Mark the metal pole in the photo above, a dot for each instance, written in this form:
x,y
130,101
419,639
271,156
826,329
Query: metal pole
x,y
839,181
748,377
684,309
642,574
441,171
:::
__PROBLEM TO WORK ON__:
Write out all the items again, changing "metal pole" to "steel pole" wherever it appears and leaving everything else untouched.

__THE COMPLETED TASK__:
Mark the steel pole in the photo above, a dot for each instance, written in this form:
x,y
130,101
419,639
271,156
826,329
Query: steel pole
x,y
839,181
748,377
684,309
642,574
441,171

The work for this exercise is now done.